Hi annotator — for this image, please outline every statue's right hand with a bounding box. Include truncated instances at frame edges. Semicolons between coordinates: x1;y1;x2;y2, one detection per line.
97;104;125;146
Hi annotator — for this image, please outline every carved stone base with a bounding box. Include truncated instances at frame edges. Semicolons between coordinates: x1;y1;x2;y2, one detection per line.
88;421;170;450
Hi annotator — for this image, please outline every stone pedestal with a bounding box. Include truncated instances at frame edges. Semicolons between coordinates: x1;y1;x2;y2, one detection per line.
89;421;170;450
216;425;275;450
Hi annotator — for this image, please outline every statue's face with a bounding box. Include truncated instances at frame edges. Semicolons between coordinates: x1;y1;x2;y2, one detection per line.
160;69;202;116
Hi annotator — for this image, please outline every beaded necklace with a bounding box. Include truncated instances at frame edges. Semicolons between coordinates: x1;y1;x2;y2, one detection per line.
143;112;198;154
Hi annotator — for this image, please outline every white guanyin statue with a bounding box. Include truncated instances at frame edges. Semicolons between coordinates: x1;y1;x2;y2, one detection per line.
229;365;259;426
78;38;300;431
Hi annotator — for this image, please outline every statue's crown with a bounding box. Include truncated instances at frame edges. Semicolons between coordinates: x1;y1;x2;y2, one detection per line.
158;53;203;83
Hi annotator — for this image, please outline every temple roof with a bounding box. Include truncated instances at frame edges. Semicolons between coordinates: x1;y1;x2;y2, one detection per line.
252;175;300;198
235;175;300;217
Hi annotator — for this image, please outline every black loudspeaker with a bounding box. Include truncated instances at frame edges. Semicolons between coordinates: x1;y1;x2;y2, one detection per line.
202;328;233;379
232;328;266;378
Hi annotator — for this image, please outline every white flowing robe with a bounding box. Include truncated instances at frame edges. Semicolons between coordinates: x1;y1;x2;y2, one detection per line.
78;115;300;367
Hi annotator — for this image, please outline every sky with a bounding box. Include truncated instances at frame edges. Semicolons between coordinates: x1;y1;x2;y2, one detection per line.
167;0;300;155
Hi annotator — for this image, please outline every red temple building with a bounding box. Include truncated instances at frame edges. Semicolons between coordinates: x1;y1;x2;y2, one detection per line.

__Requirements__.
Please give again only the part of the records that opens with the line containing "Hi annotator — for this image, please outline every carved" and closes with the line containing "160;69;202;116", with "stone pedestal" replaced by "stone plinth" and everything else left unchanged.

__Answer to the task__.
Hi annotator — for this image, please outline every carved stone base with a bounding box. Include truncated instances at frame edges. Semicolons between coordinates: x1;y1;x2;y2, one detection per line.
88;421;170;450
Hi annotator — for this image, please outline every stone plinth with a bounding box. Include truncated instances at frame edges. Semicolons between coordinates: x1;y1;x2;y2, one detection per line.
89;421;170;450
216;425;275;450
Hi annotator — for this image, please outline every statue's face with a bounding box. Include truncated instances at frame edges. Semicolons between coordinates: x1;y1;x2;y2, one detection per line.
160;69;202;116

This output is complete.